SUPPLIED TEXT:
┄┄┄┄┄┄

The day after Christmas, my fiancé Jeff and I were in a car to the Portland, Maine, airport to fly home to Seattle.
It was a sunny, clear day and we’d had an easy journey out to visit Jeff’s parents for Christmas.
Jeff suddenly piped up from the back seat: “So far the trip has gone pretty well!”
Immediately I felt uneasy. I never say a trip has gone well until I get where I’m going, return home and fit the key in the apartment door.
But our Portland flight left on time, and our connecting flight in Chicago was only delayed by a few hours. No problem! We got dinner, zoned out at the boarding area and watched as our plane landed and passengers deboarded. I was in a good mood, ready to get home and sleep in my own bed.
Then a voice came over the loudspeaker: The United Airlines flight to Seattle was cancelled for “mechanical reasons” — to get on another flight, go to gate C something-or-other.
After the initial shock and some expletives, people started running from the gate. At first I felt such a Darwinian struggle beneath me, but soon was running too. With good reason: the line to get re-booked snaked around endlessly. The line was, in fact, three hours long.

┄┄┄┄┄┄

EXERCISE REQUIREMENTS: Copy the airline travel story from "After the initial" to "three hours long.", swapping "line" for "queue" each time it appears.

Items stored from a collection:
┄┄┄┄┄┄

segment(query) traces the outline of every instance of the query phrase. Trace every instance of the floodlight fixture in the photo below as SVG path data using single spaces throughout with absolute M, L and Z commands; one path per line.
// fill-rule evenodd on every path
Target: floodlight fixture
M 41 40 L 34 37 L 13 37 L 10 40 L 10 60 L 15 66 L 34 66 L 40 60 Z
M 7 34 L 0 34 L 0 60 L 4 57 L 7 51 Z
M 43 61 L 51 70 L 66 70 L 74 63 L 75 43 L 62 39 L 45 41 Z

┄┄┄┄┄┄

OUTPUT FOR THIS EXERCISE:
After the initial shock and some expletives, people started running from the gate. At first I felt such a Darwinian struggle beneath me, but soon was running too. With good reason: the queue to get re-booked snaked around endlessly. The queue was, in fact, three hours long.